## [TEXT EXCERPT]
---
Nastya Urlapova (aurlapova) on 2016-03-29

tags:

added: keep-in-9.0

Revision history for this message

Kyrylo Galanov (kgalanov) wrote on 2016-04-01:

What I can propose is a new task run after rsync_core_puppet. It would set maintenance mode on all (or selected) existing pacemaker resources. If no pacemaker resources exist in system it will do nothing (new deployment).

Bogdan Dobrelya (bogdando) on 2016-04-01

Changed in fuel:
importance:	Medium → Wishlist
tags:	added: feature

Bug Checker Bot (bug-checker) on 2016-04-01

tags:

removed: need-info

Revision history for this message

Bogdan Dobrelya (bogdando) wrote on 2016-04-01:

I believe it is responsibility of deployment graph builder (Nailgun+Astute), to inject or not inject maintenance related tasks into graph, based on the data changes being applied. For example, insert the pacemaker MM task in the graph, If there are new/removed nodes with controller role/cluster task assigned. Ditto to ceph cluster, and the rest of clusters.

tags:

added: area-python
removed: area-library corosync

Revision history for this message

Kyrylo Galanov (kgalanov) wrote on 2016-04-04:

As soon as it feature is ready in nailgun we will add necessary code to library.

Changed in fuel:
assignee:	Kyrylo Galanov (kgalanov) → Fuel Library Team (fuel-library)
tags:	removed: keep-in-9.0

Revision history for this message

Michael Polenchuk (mpolenchuk) wrote on 2016-04-29:

The following pseudo code will be used for implementation:
  _nodes = add/del(changed)
  (+) set <crm node maintenance> if _nodes && *this not in _nodes
  (-) finalize stage: <crm node ready>

Revision history for this message

OpenStack Infra (hudson-openstack) wrote on 2016-05-23: Fix proposed to fuel-library (master)
---
## [DATASET EXTRACT]

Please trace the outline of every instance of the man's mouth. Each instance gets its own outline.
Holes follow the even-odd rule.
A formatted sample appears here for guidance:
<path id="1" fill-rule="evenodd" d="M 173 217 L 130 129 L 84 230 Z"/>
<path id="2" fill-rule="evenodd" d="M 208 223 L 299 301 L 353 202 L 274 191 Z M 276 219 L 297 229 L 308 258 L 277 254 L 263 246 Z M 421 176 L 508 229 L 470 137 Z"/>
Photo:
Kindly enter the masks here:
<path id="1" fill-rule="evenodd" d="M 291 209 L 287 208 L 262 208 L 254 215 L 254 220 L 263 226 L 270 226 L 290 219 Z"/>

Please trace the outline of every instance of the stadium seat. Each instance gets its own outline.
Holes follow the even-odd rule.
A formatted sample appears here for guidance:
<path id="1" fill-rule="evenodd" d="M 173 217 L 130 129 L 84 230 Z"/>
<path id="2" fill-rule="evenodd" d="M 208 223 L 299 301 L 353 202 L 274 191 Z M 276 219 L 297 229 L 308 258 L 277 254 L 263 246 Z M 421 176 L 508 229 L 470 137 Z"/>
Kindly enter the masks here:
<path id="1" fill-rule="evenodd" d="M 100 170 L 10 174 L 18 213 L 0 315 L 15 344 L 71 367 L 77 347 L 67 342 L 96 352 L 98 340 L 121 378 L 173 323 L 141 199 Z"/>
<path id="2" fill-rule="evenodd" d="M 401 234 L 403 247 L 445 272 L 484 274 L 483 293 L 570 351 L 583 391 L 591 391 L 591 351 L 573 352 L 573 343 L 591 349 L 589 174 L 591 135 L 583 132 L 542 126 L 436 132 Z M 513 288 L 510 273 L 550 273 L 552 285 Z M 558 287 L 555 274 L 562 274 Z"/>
---
## [GIVEN REQUEST 1]
For each statement, say whether it agrees with the bug thread. Answer yes or no and quote the words of the thread that decide it.
(a) The task Kyrylo Galanov proposed would run before rsync_core_puppet.
(b) The proposed task would do nothing if the system has no pacemaker resources.
(c) A fix was proposed to fuel-library (master).
## [GIVEN REQUEST 2]
Using the bug thread, explain why the maintenance-mode task Kyrylo Galanov proposed would have no effect on a new deployment.
## [GIVEN REQUEST 3]
Write the next part of the bug thread after its last line.

## [TASK OUTPUT 1]
(a) No: "What I can propose is a new task run after rsync_core_puppet."
(b) Yes: "If no pacemaker resources exist in system it will do nothing (new deployment)."
(c) Yes: "Fix proposed to fuel-library (master)"

## [TASK OUTPUT 2]
The task would set maintenance mode only on pacemaker resources that already exist in the system. A new deployment has no such resources, so the task would do nothing.

## [TASK OUTPUT 3]
Fix proposed to branch: master
Review: https://review.openstack.org/319932

Changed in fuel:
status:	Confirmed → In Progress

Revision history for this message

OpenStack Infra (hudson-openstack) wrote on 2016-06-01: Fix merged to fuel-library (master)

Reviewed: https://review.openstack.org/319932
Committed: https://git.openstack.org/cgit/openstack/fuel-library/commit/?id=cfc5a9bcca26d59b38fd72af2ed6be9e384c3b00
Submitter: Jenkins
Branch: master

commit cfc5a9bcca26d59b38fd72af2ed6be9e384c3b00
Author: Michael Polenchuk <email address hidden>
Date: Mon May 23 16:04:10 2016 +0300

Scale controllers up/down using pacemaker m-mode

    Put pacemaker into maintenance mode for the critical ops
    (e.g. adding/removing nodes) being done to the cluster.
    Running in maintenance mode resources remain in unmanaged state
    and have no impact by unnecessary restarts.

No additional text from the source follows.